Stored dataset items:
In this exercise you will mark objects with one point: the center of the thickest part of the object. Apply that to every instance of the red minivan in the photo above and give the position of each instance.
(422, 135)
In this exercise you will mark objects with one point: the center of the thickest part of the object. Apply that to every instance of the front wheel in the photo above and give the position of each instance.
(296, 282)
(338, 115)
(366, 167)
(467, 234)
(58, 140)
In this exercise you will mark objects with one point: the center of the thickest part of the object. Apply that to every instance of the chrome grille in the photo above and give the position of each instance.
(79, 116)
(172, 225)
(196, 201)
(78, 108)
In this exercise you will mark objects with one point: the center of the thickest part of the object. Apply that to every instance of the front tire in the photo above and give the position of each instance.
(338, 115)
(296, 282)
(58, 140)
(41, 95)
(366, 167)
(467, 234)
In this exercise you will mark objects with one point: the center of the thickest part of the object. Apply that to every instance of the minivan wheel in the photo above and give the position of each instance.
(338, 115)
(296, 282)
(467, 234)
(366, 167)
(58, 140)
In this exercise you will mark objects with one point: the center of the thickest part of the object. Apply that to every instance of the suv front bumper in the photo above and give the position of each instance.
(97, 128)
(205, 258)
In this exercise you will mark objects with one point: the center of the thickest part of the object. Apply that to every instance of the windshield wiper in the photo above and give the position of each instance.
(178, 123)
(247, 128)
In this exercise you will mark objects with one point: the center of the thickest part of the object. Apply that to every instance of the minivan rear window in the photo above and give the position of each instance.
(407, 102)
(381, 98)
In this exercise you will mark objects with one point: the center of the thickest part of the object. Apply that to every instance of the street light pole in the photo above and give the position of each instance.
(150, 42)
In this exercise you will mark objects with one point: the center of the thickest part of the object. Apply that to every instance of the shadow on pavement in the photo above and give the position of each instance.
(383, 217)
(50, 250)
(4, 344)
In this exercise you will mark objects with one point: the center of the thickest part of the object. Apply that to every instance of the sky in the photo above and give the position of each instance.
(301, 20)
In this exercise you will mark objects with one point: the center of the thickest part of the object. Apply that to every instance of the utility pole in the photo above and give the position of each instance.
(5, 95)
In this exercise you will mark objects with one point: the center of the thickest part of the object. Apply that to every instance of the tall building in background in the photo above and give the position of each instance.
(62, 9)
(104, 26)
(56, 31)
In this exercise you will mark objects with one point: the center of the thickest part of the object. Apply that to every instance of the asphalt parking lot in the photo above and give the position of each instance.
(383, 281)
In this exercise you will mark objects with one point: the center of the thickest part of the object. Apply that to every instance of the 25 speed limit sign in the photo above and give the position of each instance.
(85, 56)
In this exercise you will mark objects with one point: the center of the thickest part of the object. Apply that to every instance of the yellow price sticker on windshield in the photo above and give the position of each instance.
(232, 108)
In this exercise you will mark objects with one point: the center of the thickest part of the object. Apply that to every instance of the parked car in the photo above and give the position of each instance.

Problem to solve
Every entry in the data should be returned exactly.

Response to this task
In this exercise you will mark objects with one point: the center of the thickest part of the object. Apply that to every instance of the red minivan in the photo above and give the position of each instance.
(422, 135)
In this exercise you will mark objects with one point: the center of the thickest part of the object. Apply that to every instance of the front wheel in the photo above and give the position of each instance.
(296, 282)
(338, 115)
(366, 167)
(467, 234)
(58, 140)
In this exercise you will mark objects with one point: the center of the thickest part of the object. Apply that to every instance of the chrome grille in the photo above and give the position of each instance.
(79, 116)
(172, 225)
(196, 201)
(78, 108)
In this exercise you will mark objects with one point: the center of the thickest part of the object. Apply that to every instance of the front tire in the photo above and give the position of each instance.
(338, 115)
(296, 282)
(58, 140)
(41, 95)
(366, 167)
(467, 234)
In this exercise you will mark objects with one point: the center of the thickest part of the object. Apply that to every instance of the minivan wheel in the photo above and give the position of each instance.
(338, 115)
(296, 282)
(467, 234)
(366, 167)
(58, 140)
In this exercise you will mark objects with one point: the center of the thickest part of the object. Apply that to every instance of the suv front bumper in the photo above and give the position of each instance.
(97, 128)
(205, 258)
In this exercise you will mark objects with one point: the center of the thickest part of the object. Apply that to every instance of the windshield wiper in the photo above and give the position of each instance.
(178, 123)
(247, 128)
In this exercise you will mark objects with one point: the center of the thickest part of the object. Apply that to every instance of the minivan rear window in the photo above and give the position of each instance.
(407, 102)
(381, 98)
In this exercise you will mark objects with one point: the center of the thickest part of the object. Apply that to every instance of the street light pole in the photo above and give the position of each instance.
(150, 42)
In this exercise you will mark objects with one point: the center of the thickest part of the object. Apply that to every instance of the shadow on pavement in the photo above and give the position of each instance.
(383, 217)
(50, 250)
(4, 344)
In this exercise you will mark objects with one point: the center of the thickest part of the object. Apply that to every instance of the sky in the photo above and give the position of each instance.
(301, 20)
In this exercise you will mark objects with one point: the center of the thickest part of the object. Apply that to every instance of the utility pole in the photo above and give the position of each instance.
(5, 95)
In this exercise you will mark objects with one point: the center of the thickest part of the object. Apply that to every instance of the tall building in background in the photo above and give the position of each instance.
(62, 9)
(104, 26)
(56, 31)
In this exercise you will mark objects with one point: the center of the thickest part of the object. Apply that to every instance of the asphalt parking lot in the photo above and give the position of each instance.
(383, 281)
In this exercise you will mark objects with one point: the center of the thickest part of the object. Apply that to every instance of the 25 speed limit sign in the photo above and give the position of each instance.
(85, 56)
In this exercise you will mark objects with one point: the center of the thickest part of the object. Apply that to every instance of the yellow price sticker on windshield in the photo above and give the position of each instance.
(232, 108)
In this exercise you will mark objects with one point: the center of the thickest part of the object. Apply that to every instance of the parked car in the photo above and give the position of each instance.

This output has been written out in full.